**TEXT EXTRACT:**
** Start **

# Blues Mobile



## James Tiberius

Anybody know where I can find a kit to create the "Blues Mobile" from Blues Brothers?


----------



## Seashark

I am assuming you mean the original BB film. Unfortunately, there aren't really any donor kits of that body style; at least none that _I_ am aware of. If you don't already know, the Bluesmobile is a 1974 Dodge Monaco; there were several scales of diecast available a few years ago. Good luck, please post if you find any; I'd love to build a Bluesmobile myself.


----------



## skinnyonce

Just go to the local hobby store and tell them you are on a mission from GOD:tongue:


----------



## djnick66

If you aren't really fussy, AMT did, I think, a 70 Ford four door cop car. Its one of the few four doors out there. It isn't the most common kit, but it was reissued perhaps 3 years ago? There is also the old Johan Plymouth Fury police car, although its a two door.


----------



## Bluesman Mark

djnick66 said:


> If you aren't really fussy, AMT did, I think, a 70 Ford four door cop car. Its one of the few four doors out there. It isn't the most common kit, but it was reissued perhaps 3 years ago? There is also the old Johan Plymouth Fury police car, although its a two door.


The Johan kit is also a four door, (one resides in my stash), & also Round2 has reissued the old MPC Dodge Monaco police car under the "Dukes Of Hazzard" guise again recently. Though it's the mid-sized Monaco, (Dodge moved the Monaco badge to the mid-size sedans in 1975, after the full size 74 Monaco which was the basis for the Bluesmobile came out, from 75 on, full-size Monacos were called "Royal Monaco", I owned one for a few years), it could be used as a start for a Bluesmobile. Scratch building, research & an extended wheelbase would be required.

:dude:


----------



## Scorpitat

And a HUGE PA speaker for the roof! YEAH!!!!


----------



## Zombie_61

Bluesman Mark said:


> ...also Round2 has reissued the old MPC Dodge Monaco police car under the "Dukes Of Hazzard" guise again recently.


IIRC, MPC's Dukes of Hazzard kit and the AMT "Joker Goon Car/Gotham City Police Car" kit are essentially the same kit with different decals and box art.


----------



## SteveR

Some clever company could scan the 1/18 Bluesmobile, I suppose. Maybe it would sell ...


----------



## oshkosh619

Bluesman Mark said:


> The Johan kit is also a four door, (one resides in my stash), & also Round2 has reissued the old MPC Dodge Monaco police car under the "Dukes Of Hazzard" guise again recently. Though it's the mid-sized Monaco, (Dodge moved the Monaco badge to the mid-size sedans in 1975, after the full size 74 Monaco which was the basis for the Bluesmobile came out, from 75 on, full-size Monacos were called "Royal Monaco", I owned one for a few years), it could be used as a start for a Bluesmobile. Scratch building, research & an extended wheelbase would be required.
> 
> :dude:


Actually, you are slightly off on your years here. The 1975 Monaco Police Pursuit was a nearly identical carry-over to the 1974 with some minor trim changes, most prominently the grille and _not_ based on the mid-size platform (which was not introduced until 1976 in the police lineup as the Monaco, it was still the Coronet in '75). The full-size _civilian_ version was re-badged as the _Royal_ Monaco in '75, the full-size police version a year later. The full-size Monaco seen in the early episodes of the _Dukes of Hazzard_ was in fact, a 1975.


----------

** End **

**EXCERPTED DATA:**
** Start **

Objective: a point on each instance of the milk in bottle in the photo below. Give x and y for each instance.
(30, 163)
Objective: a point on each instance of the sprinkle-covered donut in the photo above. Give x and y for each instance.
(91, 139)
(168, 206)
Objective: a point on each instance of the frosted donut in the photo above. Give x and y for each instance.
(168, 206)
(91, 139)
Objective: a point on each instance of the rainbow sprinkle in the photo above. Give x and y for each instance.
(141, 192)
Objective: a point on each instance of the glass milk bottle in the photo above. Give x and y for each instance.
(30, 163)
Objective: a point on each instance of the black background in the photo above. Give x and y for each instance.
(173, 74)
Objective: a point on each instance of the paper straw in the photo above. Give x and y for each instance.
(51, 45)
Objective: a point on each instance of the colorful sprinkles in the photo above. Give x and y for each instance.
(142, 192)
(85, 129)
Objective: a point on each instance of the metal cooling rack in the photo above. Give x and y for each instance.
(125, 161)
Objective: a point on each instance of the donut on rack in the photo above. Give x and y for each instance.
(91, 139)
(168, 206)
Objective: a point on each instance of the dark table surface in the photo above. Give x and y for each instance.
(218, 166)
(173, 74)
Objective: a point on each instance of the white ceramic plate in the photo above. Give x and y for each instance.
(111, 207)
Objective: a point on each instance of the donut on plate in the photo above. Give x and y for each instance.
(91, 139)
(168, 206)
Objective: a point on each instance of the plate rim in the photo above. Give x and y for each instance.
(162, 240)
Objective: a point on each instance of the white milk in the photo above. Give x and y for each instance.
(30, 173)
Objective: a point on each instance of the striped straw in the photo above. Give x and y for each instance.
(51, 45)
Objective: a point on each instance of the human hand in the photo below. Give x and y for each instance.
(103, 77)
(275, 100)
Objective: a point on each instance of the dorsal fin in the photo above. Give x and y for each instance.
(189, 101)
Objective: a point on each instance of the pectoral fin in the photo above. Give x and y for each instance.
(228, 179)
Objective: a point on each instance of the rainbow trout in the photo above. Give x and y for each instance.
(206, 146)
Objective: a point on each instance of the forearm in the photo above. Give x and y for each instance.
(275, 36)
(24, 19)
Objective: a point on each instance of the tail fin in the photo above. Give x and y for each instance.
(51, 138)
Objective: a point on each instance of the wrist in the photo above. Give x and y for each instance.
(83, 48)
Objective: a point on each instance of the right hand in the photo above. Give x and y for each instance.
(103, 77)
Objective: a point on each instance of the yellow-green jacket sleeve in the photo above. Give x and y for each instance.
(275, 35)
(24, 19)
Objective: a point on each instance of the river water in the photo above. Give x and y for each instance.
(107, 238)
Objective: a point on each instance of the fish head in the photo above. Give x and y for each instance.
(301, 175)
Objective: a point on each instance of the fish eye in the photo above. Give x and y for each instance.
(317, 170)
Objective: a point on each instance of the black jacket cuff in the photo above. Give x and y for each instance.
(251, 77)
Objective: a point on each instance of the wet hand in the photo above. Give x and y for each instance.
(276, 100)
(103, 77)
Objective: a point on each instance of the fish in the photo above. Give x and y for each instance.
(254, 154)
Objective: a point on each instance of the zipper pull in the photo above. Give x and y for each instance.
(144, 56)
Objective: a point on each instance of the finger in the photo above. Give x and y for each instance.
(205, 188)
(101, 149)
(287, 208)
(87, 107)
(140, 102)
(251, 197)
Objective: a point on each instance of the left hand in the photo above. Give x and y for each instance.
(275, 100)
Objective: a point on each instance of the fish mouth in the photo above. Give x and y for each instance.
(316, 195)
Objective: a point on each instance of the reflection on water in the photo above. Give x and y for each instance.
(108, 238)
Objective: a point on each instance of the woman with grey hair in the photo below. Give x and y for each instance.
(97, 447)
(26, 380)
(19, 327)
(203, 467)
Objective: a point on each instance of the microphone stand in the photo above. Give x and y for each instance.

** End **

**EXERCISE TASK 1:**
In the Bluesmobile thread, what car does Seashark say the Bluesmobile is?
**EXERCISE TASK 2:**
Does the Bluesmobile thread support each statement? Answer yes or no for each, quoting the words that decide it.
(a) Bluesman Mark says the Johan kit is a two-door.
(b) Round2 has reissued the old MPC Dodge Monaco police car under the "Dukes Of Hazzard" guise.
(c) According to oshkosh619, the 1975 Monaco Police Pursuit differed greatly from the 1974.
**EXERCISE TASK 3:**
In the Bluesmobile thread, how would you rewrite the paragraph beginning "Actually, you are slightly off" as a bulleted list that keeps its main facts?

**EXPECTED OUTPUT 1:**
A 1974 Dodge Monaco.

**EXPECTED OUTPUT 2:**
(a) No: "The Johan kit is also a four door"
(b) Yes: "Round2 has reissued the old MPC Dodge Monaco police car under the "Dukes Of Hazzard" guise again recently"
(c) No: "The 1975 Monaco Police Pursuit was a nearly identical carry-over to the 1974 with some minor trim changes"

**EXPECTED OUTPUT 3:**
- The years given in the quoted post are slightly off.
- The 1975 Monaco Police Pursuit was a nearly identical carry-over of the 1974, with minor trim changes, most prominently the grille.
- It was not based on the mid-size platform.
- The mid-size platform entered the police lineup as the Monaco only in 1976; in '75 it was still the Coronet.
- The full-size civilian version was rebadged as the Royal Monaco in '75, and the full-size police version a year later.
- The full-size Monaco in the early episodes of the Dukes of Hazzard was a 1975.